Text for analysis:
The authority further states that to be considered as an active participant of an ISAO, the medical device manufacturer shall duly document all the processes associated with the membership and information exchange, and the appropriate evidence should be in place. The manufacturer should have evidence demonstrating that all the criteria listed hereinabove are met. 

 

Elements of an Effective Postmarket Cybersecurity Program 

Apart from the aspects highlighted herein, the guidance also provides additional recommendations on the postmarket cybersecurity program and the components it should contain. According to the guidance, the general approach should be based on the following core elements: Identity, Protect, Detect, Respond, and Recover. The document further describes each of them in detail. 

  1. Identify 
    1. Maintaining Safety and Essential Performance. As explained by the FDA, medical device manufacturers should assess to identify the cybersecurity risks associated with the vulnerability in question, and also evaluate the potential harm that could be caused if the vulnerability would be exploited. In this regard, the manufacturer should determine and use the appropriate acceptance criteria.

Available data:
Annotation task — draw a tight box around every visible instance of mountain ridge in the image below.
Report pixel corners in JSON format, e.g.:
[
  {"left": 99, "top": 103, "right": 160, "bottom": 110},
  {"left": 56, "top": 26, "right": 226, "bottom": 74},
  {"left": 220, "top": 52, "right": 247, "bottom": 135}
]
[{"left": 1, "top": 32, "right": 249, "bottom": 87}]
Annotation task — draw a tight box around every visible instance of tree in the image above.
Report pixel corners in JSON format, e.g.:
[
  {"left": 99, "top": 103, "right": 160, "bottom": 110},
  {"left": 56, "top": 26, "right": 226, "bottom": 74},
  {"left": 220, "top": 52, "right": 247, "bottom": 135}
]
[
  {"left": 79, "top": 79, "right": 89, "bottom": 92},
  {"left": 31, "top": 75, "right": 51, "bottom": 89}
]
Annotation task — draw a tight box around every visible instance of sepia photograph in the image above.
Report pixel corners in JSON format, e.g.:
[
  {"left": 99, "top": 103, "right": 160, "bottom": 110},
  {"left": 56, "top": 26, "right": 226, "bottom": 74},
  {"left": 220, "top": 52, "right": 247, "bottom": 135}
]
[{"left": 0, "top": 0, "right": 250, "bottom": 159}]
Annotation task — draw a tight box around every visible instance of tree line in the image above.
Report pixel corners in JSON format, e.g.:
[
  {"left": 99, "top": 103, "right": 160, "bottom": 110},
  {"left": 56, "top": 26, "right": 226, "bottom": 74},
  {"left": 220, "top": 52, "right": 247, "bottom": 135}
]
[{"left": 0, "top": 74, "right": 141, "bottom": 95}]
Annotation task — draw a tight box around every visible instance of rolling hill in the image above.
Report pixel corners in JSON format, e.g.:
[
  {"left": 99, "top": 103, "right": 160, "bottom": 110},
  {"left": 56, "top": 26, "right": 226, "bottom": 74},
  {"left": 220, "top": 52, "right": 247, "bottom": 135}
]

What the task requires:
Answer these questions from the text on postmarket cybersecurity.
(a) What must a medical device manufacturer duly document to be considered an active participant of an ISAO?
(b) Under which core element does "Maintaining Safety and Essential Performance" appear?
(c) What should the manufacturer determine and use when assessing cybersecurity risks?
Nothing in the listing is needed to complete the task.

Expected output:
(a) All the processes associated with the membership and information exchange.
(b) Identify.
(c) The appropriate acceptance criteria.